**Task requirements:**
Reproduce all of the data below word for word, keeping every line unchanged.

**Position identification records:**
==========
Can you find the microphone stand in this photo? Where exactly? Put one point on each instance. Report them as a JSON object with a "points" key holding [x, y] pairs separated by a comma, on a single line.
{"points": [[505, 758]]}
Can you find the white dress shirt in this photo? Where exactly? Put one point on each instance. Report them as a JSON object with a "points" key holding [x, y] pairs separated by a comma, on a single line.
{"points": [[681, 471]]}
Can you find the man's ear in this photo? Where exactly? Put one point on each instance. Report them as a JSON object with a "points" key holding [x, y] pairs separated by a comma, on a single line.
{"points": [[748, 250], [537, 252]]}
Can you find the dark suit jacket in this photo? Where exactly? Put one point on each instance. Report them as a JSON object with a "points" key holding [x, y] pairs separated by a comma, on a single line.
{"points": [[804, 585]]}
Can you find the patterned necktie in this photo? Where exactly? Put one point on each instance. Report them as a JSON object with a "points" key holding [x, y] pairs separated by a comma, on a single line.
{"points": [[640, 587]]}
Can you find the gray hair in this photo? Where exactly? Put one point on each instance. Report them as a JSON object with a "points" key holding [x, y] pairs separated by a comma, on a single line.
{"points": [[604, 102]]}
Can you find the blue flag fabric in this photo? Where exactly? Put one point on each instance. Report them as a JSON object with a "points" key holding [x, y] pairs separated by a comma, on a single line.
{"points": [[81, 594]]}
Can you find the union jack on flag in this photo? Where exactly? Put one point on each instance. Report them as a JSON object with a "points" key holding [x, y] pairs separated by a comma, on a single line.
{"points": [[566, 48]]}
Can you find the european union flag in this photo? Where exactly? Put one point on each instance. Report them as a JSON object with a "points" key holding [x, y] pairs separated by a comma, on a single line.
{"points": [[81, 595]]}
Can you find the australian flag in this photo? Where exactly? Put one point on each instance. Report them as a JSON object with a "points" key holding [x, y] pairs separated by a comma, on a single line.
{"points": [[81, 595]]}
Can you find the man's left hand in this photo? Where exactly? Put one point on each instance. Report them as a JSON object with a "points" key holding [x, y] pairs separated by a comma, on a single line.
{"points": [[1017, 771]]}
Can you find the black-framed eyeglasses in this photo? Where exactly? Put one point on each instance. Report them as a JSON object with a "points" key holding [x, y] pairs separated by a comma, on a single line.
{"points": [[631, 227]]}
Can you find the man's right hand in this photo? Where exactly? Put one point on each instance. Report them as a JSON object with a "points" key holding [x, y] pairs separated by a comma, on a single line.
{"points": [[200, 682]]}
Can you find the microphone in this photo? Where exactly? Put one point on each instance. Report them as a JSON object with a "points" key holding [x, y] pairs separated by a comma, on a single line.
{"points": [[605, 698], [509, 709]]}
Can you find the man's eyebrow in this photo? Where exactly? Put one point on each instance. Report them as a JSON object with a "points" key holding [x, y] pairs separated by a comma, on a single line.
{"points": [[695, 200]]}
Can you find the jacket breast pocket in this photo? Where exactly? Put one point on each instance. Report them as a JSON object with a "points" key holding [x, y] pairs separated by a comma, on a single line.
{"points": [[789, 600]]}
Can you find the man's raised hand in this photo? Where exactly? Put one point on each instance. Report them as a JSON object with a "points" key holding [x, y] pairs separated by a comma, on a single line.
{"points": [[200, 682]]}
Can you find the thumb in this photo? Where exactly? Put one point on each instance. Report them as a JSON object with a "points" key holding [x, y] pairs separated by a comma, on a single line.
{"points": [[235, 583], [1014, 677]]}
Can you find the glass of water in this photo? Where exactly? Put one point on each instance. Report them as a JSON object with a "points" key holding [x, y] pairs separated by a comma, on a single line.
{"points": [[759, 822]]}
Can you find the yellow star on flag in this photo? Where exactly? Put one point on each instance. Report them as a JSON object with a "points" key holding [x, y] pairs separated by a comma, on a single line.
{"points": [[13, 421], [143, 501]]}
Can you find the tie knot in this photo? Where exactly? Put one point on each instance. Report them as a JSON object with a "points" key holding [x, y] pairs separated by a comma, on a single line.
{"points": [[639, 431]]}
==========
**Problem solution:**
Can you find the microphone stand in this photo? Where exactly? Put one point on each instance. Report them as a JSON object with a "points" key holding [x, y] pairs separated by a comma, on a single line.
{"points": [[505, 758]]}
Can you find the white dress shirt in this photo? Where exactly? Put one point on each instance. Report them as a JSON object with a "points" key holding [x, y] pairs separated by a comma, on a single line.
{"points": [[681, 471]]}
Can you find the man's ear in this photo? Where exactly? Put one point on each instance. Report them as a JSON object with a "points" key holding [x, y] pairs separated by a comma, on a single line.
{"points": [[748, 250], [537, 252]]}
Can you find the dark suit jacket in this photo? Where exactly? Put one point on each instance. Report them as a JSON object with a "points" key holding [x, y] pairs separated by a comma, on a single line.
{"points": [[804, 585]]}
Can you find the patterned necktie in this photo? Where exactly? Put one point on each instance. Report them as a JSON object with a "points" key holding [x, y] pairs separated by a comma, on a single line.
{"points": [[640, 587]]}
Can you find the gray hair in this photo? Where exactly? Put one point on each instance. Report them as a JSON object with a "points" key holding [x, y] pairs separated by a comma, on a single line.
{"points": [[604, 102]]}
Can you find the blue flag fabric in this photo? Where exactly? Put one point on each instance. Report them as a JSON object with a "points" key holding [x, y] pairs separated by a comma, on a single line.
{"points": [[81, 594]]}
Can you find the union jack on flag in this photo? Where exactly? Put one point on each instance. Report them as a JSON object with a "points" key holding [x, y] pairs separated by a comma, on a single line.
{"points": [[566, 48]]}
Can you find the european union flag in this photo? Where exactly? Put one point on each instance. Report them as a JSON object with a "points" key holding [x, y] pairs separated by a comma, on a single line.
{"points": [[81, 595]]}
Can you find the australian flag in this photo? Where exactly? Put one point on each instance. Report them as a JSON object with a "points" key holding [x, y] pairs separated by a comma, on a single line.
{"points": [[81, 595]]}
Can you find the man's left hand in this photo? Where exactly? Put one point on each instance. Report them as a JSON object with a "points" key holding [x, y] pairs separated by a comma, on a single line.
{"points": [[1017, 771]]}
Can you find the black-framed eyeglasses in this photo? Where exactly? Put one point on each instance. Report them as a JSON object with a "points" key holding [x, y] pairs separated by a comma, on a single line.
{"points": [[631, 227]]}
Can you find the man's right hand in this photo? Where exactly? Put one point on each instance. Report them as a JSON object with a "points" key holding [x, y] pairs separated by a comma, on a single line.
{"points": [[200, 682]]}
Can you find the microphone in this photo? Where exactly? Put one point on each instance. Report them as a JSON object with a "points" key holding [x, y] pairs separated by a comma, on a single line.
{"points": [[605, 698], [509, 709]]}
Can you find the man's eyebrow in this photo? Where exactly? Put one point on each instance. Report them as a JSON object with a "points" key holding [x, y] pairs separated by a comma, on a single line.
{"points": [[695, 200]]}
Can you find the jacket breast pocket in this photo? Where exactly? Put one point on each instance. Report them as a JSON object with a "points" key holding [x, y] pairs separated by a comma, on a single line.
{"points": [[789, 600]]}
Can you find the man's raised hand in this photo? Where exactly? Put one point on each instance. Report them as a JSON object with a "points" key holding [x, y] pairs separated by a comma, on a single line.
{"points": [[200, 682]]}
Can you find the thumb in this photo? Where exactly? Put one point on each instance. Report them as a JSON object with a "points" key holding [x, y] pairs separated by a comma, on a single line.
{"points": [[235, 583], [1014, 677]]}
Can you find the glass of water in this photo? Where exactly? Put one point on each instance. Report them as a JSON object with a "points" key holding [x, y] pairs separated by a comma, on a single line.
{"points": [[759, 822]]}
Can you find the yellow star on flag in this photo? Where exactly? Put one point on each instance. Report them as a JSON object with a "points" key holding [x, y] pairs separated by a comma, on a single line.
{"points": [[13, 421], [143, 501]]}
Can you find the tie knot in this photo? Where exactly? Put one point on each instance. Report them as a JSON object with a "points" key holding [x, y] pairs separated by a comma, on a single line.
{"points": [[639, 431]]}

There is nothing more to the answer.